**Requirement**
Reproduce the data from its first line through the line that contains "[67,514,407,554]", requests included. Shift every bounding box coordinate in the answers up by 32.

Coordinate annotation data

---------------

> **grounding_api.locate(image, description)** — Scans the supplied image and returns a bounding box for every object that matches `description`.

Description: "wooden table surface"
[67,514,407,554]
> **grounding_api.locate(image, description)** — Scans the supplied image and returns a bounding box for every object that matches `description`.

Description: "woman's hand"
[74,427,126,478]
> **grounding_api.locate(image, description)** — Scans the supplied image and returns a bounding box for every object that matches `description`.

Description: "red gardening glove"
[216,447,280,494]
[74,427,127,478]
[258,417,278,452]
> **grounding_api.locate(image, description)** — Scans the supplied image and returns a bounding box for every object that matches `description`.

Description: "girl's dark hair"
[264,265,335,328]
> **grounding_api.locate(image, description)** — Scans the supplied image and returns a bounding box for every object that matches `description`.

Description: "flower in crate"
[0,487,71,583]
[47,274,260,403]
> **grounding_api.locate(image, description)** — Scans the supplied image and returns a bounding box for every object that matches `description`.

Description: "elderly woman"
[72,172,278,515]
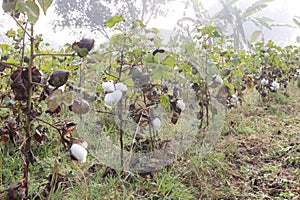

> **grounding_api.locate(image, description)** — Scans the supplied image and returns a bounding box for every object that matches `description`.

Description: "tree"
[180,0,287,49]
[55,0,175,37]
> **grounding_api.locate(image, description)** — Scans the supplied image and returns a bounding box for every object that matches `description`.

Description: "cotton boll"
[102,81,115,92]
[152,117,161,133]
[70,144,87,163]
[270,81,280,90]
[176,99,185,111]
[81,141,88,149]
[260,78,269,85]
[230,94,239,103]
[213,74,223,84]
[116,83,127,92]
[104,90,122,106]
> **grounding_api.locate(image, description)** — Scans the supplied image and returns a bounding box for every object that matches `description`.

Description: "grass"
[0,83,300,200]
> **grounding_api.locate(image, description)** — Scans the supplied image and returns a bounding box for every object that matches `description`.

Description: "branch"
[35,118,61,135]
[12,16,33,38]
[33,53,76,58]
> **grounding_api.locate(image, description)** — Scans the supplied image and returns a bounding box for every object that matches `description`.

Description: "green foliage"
[105,16,125,28]
[0,1,300,199]
[38,0,52,15]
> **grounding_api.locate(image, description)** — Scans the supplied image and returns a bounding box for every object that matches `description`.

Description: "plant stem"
[33,53,76,58]
[23,25,34,199]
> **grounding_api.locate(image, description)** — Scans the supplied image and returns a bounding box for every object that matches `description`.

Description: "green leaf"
[38,0,53,15]
[25,1,40,25]
[105,16,125,28]
[250,31,261,43]
[61,91,75,106]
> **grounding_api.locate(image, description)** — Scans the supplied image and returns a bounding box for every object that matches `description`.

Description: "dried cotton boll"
[116,83,127,92]
[176,99,185,111]
[104,90,122,106]
[70,144,87,163]
[152,117,161,133]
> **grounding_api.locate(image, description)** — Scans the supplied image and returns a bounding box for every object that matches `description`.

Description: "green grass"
[0,84,300,199]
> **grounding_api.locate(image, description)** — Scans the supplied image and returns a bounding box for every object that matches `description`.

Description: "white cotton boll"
[176,99,185,111]
[70,144,87,163]
[260,78,269,85]
[152,117,161,133]
[104,90,122,106]
[213,74,223,84]
[102,81,115,92]
[271,81,280,90]
[81,141,88,149]
[116,83,127,92]
[230,94,239,103]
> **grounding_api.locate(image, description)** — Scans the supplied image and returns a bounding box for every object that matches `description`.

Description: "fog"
[0,0,300,47]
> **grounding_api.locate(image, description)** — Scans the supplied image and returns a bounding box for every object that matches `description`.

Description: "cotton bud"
[104,90,122,106]
[260,78,269,85]
[70,144,87,163]
[48,70,70,88]
[102,81,115,92]
[176,99,185,111]
[213,74,223,84]
[152,117,161,133]
[116,83,127,92]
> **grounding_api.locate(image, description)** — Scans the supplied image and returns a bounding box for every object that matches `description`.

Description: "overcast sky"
[0,0,300,46]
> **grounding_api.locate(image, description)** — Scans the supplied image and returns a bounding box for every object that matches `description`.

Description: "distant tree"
[54,0,175,37]
[179,0,287,49]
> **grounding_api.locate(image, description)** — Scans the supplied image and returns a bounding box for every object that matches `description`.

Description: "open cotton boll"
[176,99,185,111]
[260,78,269,85]
[271,81,280,90]
[116,83,127,92]
[152,117,161,132]
[104,90,122,106]
[70,144,87,163]
[102,81,115,92]
[230,94,239,103]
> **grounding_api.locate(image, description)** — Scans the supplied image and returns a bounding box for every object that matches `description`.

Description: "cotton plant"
[270,81,280,91]
[152,117,162,133]
[102,81,127,106]
[260,78,269,86]
[70,141,87,163]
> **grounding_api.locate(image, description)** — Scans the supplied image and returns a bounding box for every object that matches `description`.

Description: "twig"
[35,118,61,135]
[12,15,33,39]
[73,161,89,200]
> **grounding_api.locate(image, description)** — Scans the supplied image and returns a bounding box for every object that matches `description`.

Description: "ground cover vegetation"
[0,0,300,199]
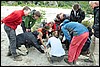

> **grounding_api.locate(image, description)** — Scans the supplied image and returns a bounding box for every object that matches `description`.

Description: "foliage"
[1,1,92,14]
[31,10,46,31]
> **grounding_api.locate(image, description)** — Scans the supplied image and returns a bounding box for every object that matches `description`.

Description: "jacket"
[70,9,85,23]
[92,7,99,38]
[61,19,89,41]
[1,10,24,30]
[23,11,36,29]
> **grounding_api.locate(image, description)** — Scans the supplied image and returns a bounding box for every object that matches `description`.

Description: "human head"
[73,3,80,11]
[43,26,50,31]
[89,1,99,9]
[59,13,69,21]
[33,11,41,20]
[23,6,31,16]
[52,31,58,37]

---------------

**Correct result**
> **grounding_api.locate(image, description)** — Scans the supplied image and returns a bounding box for every object that matches `description`.

Description: "wooden table surface"
[99,546,439,586]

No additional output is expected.